**Referring expression grounding data**.
□ □ □ □ □

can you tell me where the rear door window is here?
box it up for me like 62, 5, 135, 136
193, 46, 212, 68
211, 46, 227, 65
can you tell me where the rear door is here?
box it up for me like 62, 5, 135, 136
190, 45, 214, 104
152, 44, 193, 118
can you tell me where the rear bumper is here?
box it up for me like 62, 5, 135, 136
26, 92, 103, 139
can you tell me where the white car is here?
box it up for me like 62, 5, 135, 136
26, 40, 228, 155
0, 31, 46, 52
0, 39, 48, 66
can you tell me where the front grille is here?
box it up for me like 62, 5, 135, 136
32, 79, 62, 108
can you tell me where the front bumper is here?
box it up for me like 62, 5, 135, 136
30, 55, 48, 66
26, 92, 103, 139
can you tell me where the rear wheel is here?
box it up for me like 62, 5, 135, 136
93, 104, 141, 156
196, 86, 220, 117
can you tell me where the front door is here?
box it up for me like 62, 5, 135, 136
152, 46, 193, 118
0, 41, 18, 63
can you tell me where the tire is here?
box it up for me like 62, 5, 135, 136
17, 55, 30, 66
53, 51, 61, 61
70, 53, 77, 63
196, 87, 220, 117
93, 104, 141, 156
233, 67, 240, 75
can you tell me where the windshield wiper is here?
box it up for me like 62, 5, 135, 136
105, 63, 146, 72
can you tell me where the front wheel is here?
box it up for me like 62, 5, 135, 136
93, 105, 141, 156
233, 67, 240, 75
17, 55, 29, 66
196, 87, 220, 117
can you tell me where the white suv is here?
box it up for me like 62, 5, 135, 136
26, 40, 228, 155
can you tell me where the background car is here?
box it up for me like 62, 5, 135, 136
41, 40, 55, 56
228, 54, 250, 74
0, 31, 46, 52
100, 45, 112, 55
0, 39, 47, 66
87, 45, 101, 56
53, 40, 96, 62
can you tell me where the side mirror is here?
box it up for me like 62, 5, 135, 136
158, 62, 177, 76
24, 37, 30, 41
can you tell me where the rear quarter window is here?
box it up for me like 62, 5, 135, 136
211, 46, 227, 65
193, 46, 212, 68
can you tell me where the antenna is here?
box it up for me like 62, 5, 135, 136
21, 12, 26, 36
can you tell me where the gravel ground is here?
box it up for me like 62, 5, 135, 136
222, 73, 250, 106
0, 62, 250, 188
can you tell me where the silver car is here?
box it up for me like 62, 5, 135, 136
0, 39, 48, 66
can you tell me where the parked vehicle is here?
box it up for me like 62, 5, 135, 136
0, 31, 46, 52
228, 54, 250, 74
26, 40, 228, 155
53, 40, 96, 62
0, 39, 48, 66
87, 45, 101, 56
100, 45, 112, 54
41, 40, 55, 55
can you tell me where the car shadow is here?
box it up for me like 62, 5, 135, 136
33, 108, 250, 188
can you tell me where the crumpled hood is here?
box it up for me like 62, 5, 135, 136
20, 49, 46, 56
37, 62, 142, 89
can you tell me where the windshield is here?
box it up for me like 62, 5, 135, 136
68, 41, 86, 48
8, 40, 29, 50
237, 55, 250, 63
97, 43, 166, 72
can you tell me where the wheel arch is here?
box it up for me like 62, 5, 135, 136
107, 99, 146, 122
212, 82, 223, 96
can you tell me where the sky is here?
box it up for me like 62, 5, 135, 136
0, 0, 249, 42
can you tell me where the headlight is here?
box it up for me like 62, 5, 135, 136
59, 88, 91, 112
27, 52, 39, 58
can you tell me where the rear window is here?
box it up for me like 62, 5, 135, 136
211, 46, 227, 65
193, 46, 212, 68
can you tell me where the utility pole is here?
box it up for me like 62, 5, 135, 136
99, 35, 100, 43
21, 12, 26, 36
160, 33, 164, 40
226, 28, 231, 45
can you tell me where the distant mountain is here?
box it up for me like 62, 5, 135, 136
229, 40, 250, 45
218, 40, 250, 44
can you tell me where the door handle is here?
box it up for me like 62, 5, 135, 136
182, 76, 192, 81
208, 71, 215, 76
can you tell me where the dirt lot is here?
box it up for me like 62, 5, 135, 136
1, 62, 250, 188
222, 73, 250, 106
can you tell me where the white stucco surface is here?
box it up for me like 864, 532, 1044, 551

□ □ □ □ □

**Task prompt**.
Nothing but lines that contain "bumper" should appear in the answer. Copy each from the records.

**Task output**.
can you tell me where the rear bumper is here?
can you tell me where the front bumper is here?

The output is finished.